Swap "integer pixel values" for "whole-number pixel coordinates" throughout the rows below and reproduce them with nothing else changed. Omit the pictures from your output.

Excerpts from point annotation data:
• • • • •

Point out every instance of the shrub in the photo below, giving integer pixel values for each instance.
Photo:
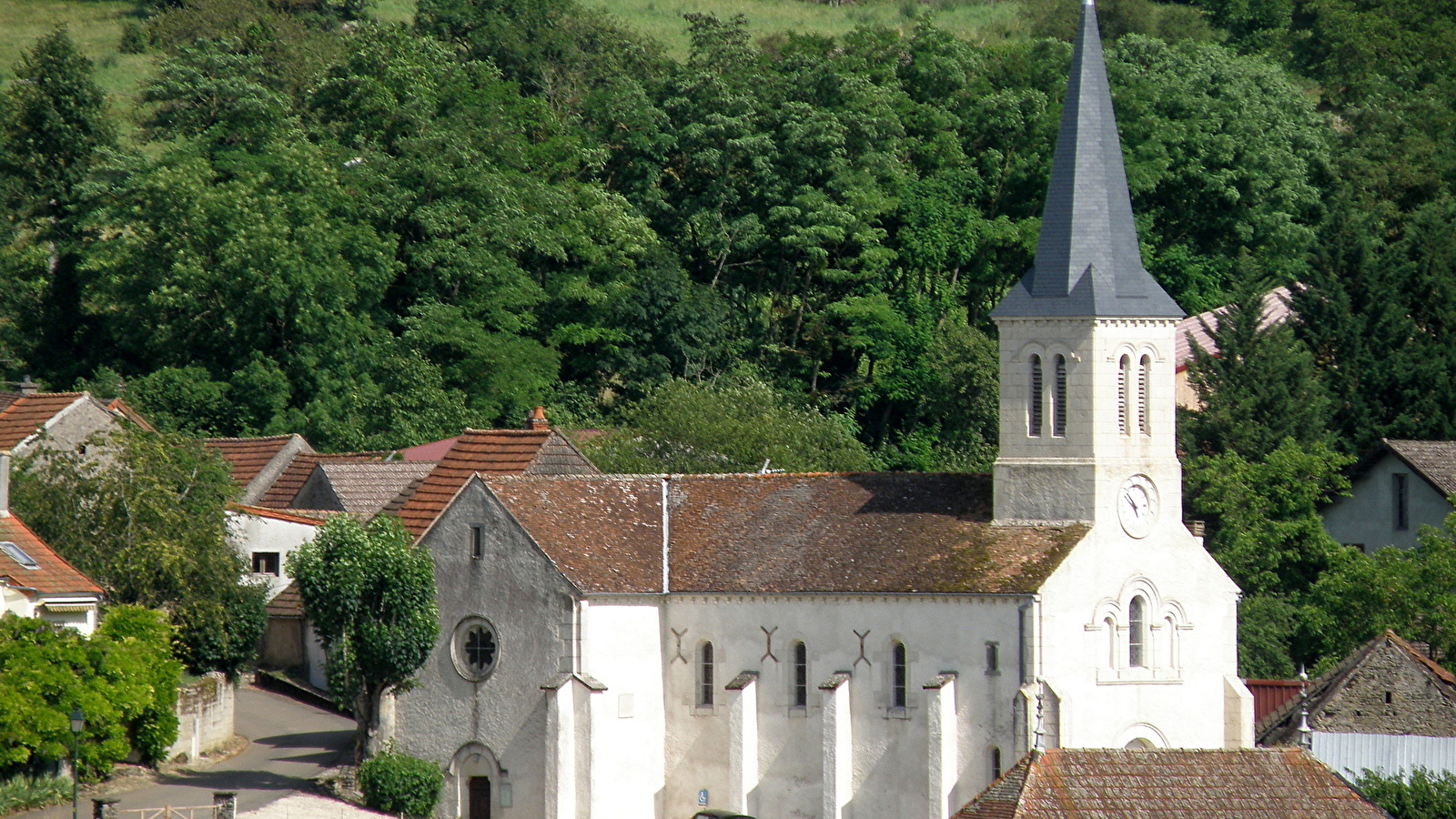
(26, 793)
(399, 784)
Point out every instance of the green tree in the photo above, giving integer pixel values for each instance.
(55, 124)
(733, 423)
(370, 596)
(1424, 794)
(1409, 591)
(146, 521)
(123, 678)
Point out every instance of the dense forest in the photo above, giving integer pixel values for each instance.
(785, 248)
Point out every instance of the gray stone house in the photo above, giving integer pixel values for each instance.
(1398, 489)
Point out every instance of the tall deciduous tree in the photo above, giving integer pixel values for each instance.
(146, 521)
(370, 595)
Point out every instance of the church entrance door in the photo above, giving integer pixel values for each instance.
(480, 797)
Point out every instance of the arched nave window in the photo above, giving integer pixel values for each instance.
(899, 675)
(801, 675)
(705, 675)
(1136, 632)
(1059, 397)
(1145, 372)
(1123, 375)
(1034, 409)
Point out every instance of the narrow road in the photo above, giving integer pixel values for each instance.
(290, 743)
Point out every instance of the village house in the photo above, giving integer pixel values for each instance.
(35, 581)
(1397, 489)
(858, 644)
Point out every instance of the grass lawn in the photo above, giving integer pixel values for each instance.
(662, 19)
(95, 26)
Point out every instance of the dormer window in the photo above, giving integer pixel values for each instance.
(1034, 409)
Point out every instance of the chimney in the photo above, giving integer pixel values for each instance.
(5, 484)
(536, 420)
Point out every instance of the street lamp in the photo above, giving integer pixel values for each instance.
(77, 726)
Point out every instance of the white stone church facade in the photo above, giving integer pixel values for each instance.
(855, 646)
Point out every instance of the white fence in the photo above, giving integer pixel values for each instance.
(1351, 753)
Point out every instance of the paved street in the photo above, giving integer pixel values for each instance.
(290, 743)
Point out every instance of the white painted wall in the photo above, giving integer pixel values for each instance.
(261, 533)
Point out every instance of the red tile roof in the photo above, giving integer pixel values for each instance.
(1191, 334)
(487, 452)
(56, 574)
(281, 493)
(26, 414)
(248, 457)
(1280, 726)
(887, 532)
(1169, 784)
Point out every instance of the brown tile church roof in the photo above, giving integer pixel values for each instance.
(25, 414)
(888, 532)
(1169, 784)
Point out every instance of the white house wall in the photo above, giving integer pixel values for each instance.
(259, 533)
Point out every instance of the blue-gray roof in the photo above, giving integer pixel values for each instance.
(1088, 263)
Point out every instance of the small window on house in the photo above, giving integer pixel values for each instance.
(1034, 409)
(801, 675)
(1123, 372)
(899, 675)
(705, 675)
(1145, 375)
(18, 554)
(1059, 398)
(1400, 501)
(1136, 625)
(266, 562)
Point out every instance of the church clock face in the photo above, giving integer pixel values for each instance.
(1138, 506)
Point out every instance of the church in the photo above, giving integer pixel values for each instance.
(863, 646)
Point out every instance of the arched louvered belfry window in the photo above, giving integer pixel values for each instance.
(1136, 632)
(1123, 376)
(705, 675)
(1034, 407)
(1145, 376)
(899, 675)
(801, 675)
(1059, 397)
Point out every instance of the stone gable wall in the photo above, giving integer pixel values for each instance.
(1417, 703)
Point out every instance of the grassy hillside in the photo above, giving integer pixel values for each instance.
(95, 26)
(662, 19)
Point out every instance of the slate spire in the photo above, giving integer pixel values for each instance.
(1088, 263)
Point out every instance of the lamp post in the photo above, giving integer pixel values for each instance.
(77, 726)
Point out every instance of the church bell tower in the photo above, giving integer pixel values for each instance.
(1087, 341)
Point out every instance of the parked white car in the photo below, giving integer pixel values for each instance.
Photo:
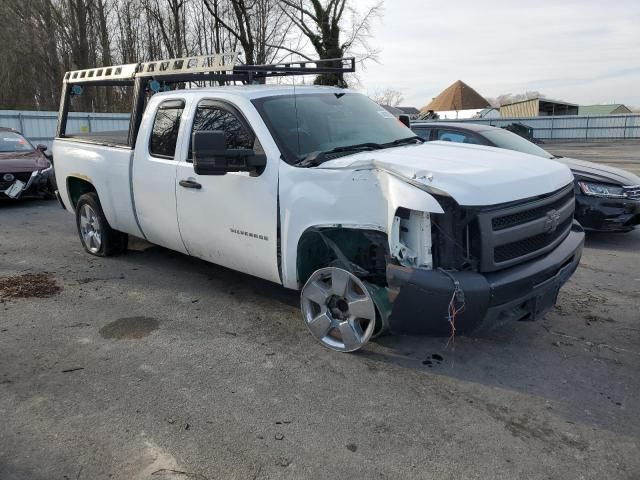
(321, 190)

• • • • •

* **WRITTEN SOLUTION**
Point out every instance of the shrub in the photo below, giving whole-number pixel coordinates for each instance.
Photo:
(26, 793)
(399, 784)
Point out every instance of the green tree in the photo above, giving whole-number pixel coordinates for each instance.
(55, 124)
(733, 423)
(370, 596)
(1424, 794)
(1409, 591)
(146, 521)
(123, 678)
Point out every instance of the dense forest in the photo above, giving whole-number pixel coordinates for each instance.
(785, 248)
Point out every instance of the gray stone house in the photo above, giving whole-number pixel coordinates for each instance.
(1398, 489)
Point out every instance of the tall deciduous tree in the photo above, giving whole-number pixel coordinates for each instance.
(146, 521)
(370, 595)
Point out every instance of the church entrance door in the photo above, giving whole-number pixel coordinates for each instance.
(480, 797)
Point out every instance of the arched nave window in the photo above, giving whole-number pixel coordinates for each instance.
(899, 675)
(801, 675)
(705, 675)
(1136, 632)
(1059, 397)
(1145, 372)
(1123, 375)
(1034, 409)
Point out every instance of the narrow road in the photo above, giving whole-number pixel coordinates for each instance.
(290, 743)
Point out every instance of the village house in the photo above, giving whole-number pixel coordinates for each instance.
(35, 581)
(1397, 489)
(858, 644)
Point out every instance of the grass lawn in the photo above, giving whole-number pixel coordinates for each instance.
(662, 19)
(95, 26)
Point out every instance of the dormer window in the photo above, giving whole-number pixel coordinates for each instance.
(1034, 409)
Point out every instance of the chimney in the photo above, giving whole-number pixel coordinates for each instance.
(5, 484)
(536, 420)
Point out every instance of the street lamp in the photo above, giving whole-number pixel coordinates for each instance.
(77, 726)
Point out every instance of the white stone church facade in the photo above, giving whole-number pixel coordinates for each instance.
(855, 646)
Point out every instance of the white fence in the photo above, giving whole-number pixel coordinates for each instance.
(1351, 753)
Point out every instance of the paved street in the photo above, giving whole-number pixel coordinates for each instance.
(290, 743)
Point out every instance of the white painted wall in the photo above, giving whole-number pixel coordinates for each instance.
(261, 533)
Point out every instance of the red tile roof in the photo above, giving whole-number pixel coordinates for each instance.
(1191, 334)
(487, 452)
(56, 574)
(281, 493)
(26, 414)
(248, 457)
(1280, 726)
(887, 532)
(1169, 784)
Point out every instance of the brown tile church roof in the photo above, giving whole-number pixel coordinates for each instance.
(25, 414)
(888, 532)
(1169, 784)
Point out every instance of the white house wall in the photo above, giving whole-number pixel coordinates for each instance.
(259, 533)
Point out every instance of the blue-gray roof in the photo above, giving whole-number pixel coordinates for each instance.
(1088, 263)
Point out every instance of the small window on house in the photo above, giving whole-number pixel coordinates for each instance.
(1034, 409)
(801, 675)
(1123, 372)
(899, 675)
(705, 675)
(1145, 375)
(18, 554)
(1059, 398)
(1400, 501)
(1136, 625)
(266, 562)
Point out every instance of the church clock face in the photo above, giving whole-number pixel coordinates for each instance.
(1138, 506)
Point out every instance of the church in the photo above, giving whole-number pixel coordinates for each instance.
(863, 646)
Point out every instance of the arched louvered belfry window in the photo above, giving whole-number pixel coordinates for each instance.
(1136, 632)
(1123, 376)
(705, 675)
(1034, 407)
(1145, 376)
(899, 675)
(801, 675)
(1059, 397)
Point out every instance of the stone gable wall in the photo above, giving whole-number pixel coordinates for each instance.
(1417, 703)
Point out every instance of the grassy hillside in the photo above, giving whole-number pixel coordinates for each instance.
(95, 26)
(662, 19)
Point out every instance of the slate spire in the photo above, giving whole-number pixel coordinates for each instance.
(1088, 263)
Point out every instance of the lamp post in the photo above, giving whole-number pixel coordinates for each instance.
(77, 726)
Point out every instance of the church bell tower in the photo above, giving whole-number pixel coordinates for each instance.
(1087, 341)
Point out every instance of the parked white car in the photo below, giving whole-number pixel coordinates for each instance.
Photo:
(321, 190)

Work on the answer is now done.